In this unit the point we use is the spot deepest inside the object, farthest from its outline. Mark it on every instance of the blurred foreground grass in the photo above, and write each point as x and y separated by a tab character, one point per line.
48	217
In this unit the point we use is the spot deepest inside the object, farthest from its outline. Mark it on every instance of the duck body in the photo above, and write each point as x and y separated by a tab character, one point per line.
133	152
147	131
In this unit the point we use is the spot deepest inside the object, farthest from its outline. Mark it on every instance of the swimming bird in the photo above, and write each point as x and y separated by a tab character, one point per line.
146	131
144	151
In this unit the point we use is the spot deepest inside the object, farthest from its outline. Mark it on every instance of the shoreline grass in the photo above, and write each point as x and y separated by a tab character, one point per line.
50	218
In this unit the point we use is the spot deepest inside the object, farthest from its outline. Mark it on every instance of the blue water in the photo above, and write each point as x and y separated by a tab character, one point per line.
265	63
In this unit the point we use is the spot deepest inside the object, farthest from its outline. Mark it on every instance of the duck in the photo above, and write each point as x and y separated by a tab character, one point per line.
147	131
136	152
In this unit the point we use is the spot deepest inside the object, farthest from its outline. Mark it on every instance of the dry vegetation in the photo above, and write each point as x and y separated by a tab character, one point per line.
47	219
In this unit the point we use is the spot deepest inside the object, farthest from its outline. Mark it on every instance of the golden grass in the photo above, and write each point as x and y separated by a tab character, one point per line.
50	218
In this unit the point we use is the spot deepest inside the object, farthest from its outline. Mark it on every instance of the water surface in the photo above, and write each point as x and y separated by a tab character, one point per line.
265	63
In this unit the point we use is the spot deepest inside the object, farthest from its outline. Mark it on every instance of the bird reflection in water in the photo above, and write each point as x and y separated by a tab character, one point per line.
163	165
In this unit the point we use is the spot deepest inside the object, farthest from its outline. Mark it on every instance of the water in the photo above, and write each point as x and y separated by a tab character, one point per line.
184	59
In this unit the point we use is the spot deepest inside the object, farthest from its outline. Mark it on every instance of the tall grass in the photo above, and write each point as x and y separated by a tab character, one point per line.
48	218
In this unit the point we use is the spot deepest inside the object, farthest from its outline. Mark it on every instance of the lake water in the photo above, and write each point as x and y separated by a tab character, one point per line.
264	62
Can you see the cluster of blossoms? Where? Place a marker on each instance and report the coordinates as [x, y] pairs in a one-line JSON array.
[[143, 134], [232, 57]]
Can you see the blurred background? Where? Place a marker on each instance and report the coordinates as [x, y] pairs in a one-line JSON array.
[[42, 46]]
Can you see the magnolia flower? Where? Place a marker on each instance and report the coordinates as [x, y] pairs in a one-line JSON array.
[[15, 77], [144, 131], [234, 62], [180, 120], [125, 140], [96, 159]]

REQUIRED WORK: Could you write out only the lines of the listing above from the one that contains "the water surface" through its final line, exactly and inclusive?

SOLUTION TO THE EXERCISE:
In this unit the point we use is the spot deepest inside the object, farthest from its outline. Mark it on every instance of the water surface in the photo above, and write each point as x and y separated by a tab character, one point per line.
265	63
In this unit the point we use is the spot deepest inside the object, farthest from its outline. Mark it on every instance of the bird reflection in water in the photo above, and write each point as x and y separated by a tab character, one point per line.
163	165
In this unit the point we use is the spot deepest inside the object, farthest from its outline. Mark it on every instance of the water in the photo above, and write each point as x and y separated by a tab character, one point per line.
184	59
In this unit the point we use is the spot deepest inside the object, farthest from its outline. Mark it on every instance of the tall grass in the photo above, and write each point as x and y separated by a tab character, one point per line.
48	218
In this unit the point we use is the spot deepest inside the object, farthest from its outline. Mark it on every instance of the lake water in the photo above, and write each point as x and y separated by a tab character, one point per line.
264	62
Can you see the cluster of blossoms? Where? Place a marker on each instance and report the coordinates as [x, y] pairs in a one-line JSON array.
[[143, 134], [232, 57]]
Can you see the blurred background? Where? Place a marker on each instance and report the coordinates as [x, y] pairs in a one-line JSON array.
[[42, 46]]
Can you see the magnolia flower? Where? Place a marker on each instance and report the coordinates as [x, y] pairs in a one-line JSON array.
[[15, 77], [144, 131], [234, 62], [180, 120], [125, 140], [96, 159]]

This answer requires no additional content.